Osbert Peake, 1st Viscount Ingleby, PC (30 December 1897 – 11 October 1966) was a British Conservative Party politician. He served as Minister of National Insurance and then as Minister of Pensions and National Insurance from 1951 to 1955.

Early life
Peake was educated at Eton before training at the Royal Military College, Sandhurst. He served with the Coldstream Guards during the First World War, before joining the Sherwood Rangers Yeomanry.

He entered Christ Church, Oxford in 1919 and graduated in history in 1921. In 1923 he was called to the bar at the Inner Temple.

Career
After unsuccessfully contesting Dewsbury in 1922, Peake entered Parliament as Member of Parliament (MP) for Leeds North in 1929.

> [TO DO]
(A) In the profile of Osbert Peake, which constituency did he represent when he entered Parliament in 1929?
(B) Please render the records below as a JSON list of strings, one string per line and with blank lines omitted, from the line with "You are given a photograph. For the large" to the line with "You are given a photograph. For the child", both included.

> [SUPPLIED DATA]
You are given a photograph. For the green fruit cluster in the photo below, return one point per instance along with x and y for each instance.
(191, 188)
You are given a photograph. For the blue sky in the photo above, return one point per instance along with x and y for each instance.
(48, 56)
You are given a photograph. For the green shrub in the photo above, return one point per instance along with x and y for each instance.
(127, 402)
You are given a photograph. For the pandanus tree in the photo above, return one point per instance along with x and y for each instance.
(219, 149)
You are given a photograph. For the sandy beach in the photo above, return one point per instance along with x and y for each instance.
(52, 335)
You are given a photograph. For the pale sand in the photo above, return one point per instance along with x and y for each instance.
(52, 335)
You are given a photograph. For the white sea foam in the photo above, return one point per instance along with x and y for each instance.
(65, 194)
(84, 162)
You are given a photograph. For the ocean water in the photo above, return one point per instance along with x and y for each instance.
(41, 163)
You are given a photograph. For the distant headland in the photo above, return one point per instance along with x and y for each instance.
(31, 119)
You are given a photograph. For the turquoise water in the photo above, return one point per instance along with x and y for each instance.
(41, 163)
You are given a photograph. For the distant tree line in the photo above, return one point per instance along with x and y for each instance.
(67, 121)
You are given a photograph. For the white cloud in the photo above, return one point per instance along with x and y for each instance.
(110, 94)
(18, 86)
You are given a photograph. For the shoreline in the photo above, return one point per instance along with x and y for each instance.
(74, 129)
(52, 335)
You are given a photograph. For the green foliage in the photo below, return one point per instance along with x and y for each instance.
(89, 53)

--

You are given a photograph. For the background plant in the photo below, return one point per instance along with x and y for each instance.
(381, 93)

...

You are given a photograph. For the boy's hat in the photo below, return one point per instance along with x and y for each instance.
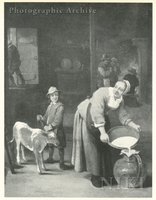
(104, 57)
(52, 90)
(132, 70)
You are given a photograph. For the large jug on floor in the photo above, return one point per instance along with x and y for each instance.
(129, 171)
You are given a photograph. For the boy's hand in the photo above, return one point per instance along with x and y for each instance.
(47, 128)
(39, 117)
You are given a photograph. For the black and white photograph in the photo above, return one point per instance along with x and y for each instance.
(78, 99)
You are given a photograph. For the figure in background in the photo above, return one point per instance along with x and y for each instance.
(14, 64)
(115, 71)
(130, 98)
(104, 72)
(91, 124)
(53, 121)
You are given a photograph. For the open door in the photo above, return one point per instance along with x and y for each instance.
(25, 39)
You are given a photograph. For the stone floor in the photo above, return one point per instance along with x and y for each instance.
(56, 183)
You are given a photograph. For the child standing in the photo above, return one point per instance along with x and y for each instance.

> [RESPONSES PER TASK]
(A) Leeds North

(B)
[
  "You are given a photograph. For the large jug on floor in the photo above, return one point per instance along with x and y for each instance.",
  "(129, 171)",
  "You are given a photograph. For the boy's hand in the photo above, return one point per instance along with x and y for each instance.",
  "(47, 128)",
  "(39, 117)",
  "You are given a photograph. For the black and white photograph in the photo above, return one point per instance along with x and y for each instance.",
  "(78, 99)",
  "You are given a photograph. For the figure in background in the photo above, return one point per instance along with x and y for each instance.",
  "(14, 64)",
  "(115, 71)",
  "(130, 98)",
  "(104, 72)",
  "(91, 124)",
  "(53, 121)",
  "You are given a photograph. For the open door in the photo above, return one point per instance along with x and y for each instance.",
  "(25, 39)",
  "You are given a photograph. For the stone floor in the photo above, return one point per instance along with x and y for each instance.",
  "(56, 183)",
  "You are given a photograph. For the child standing in the photo above, return one point per instance along with x and y for each instance."
]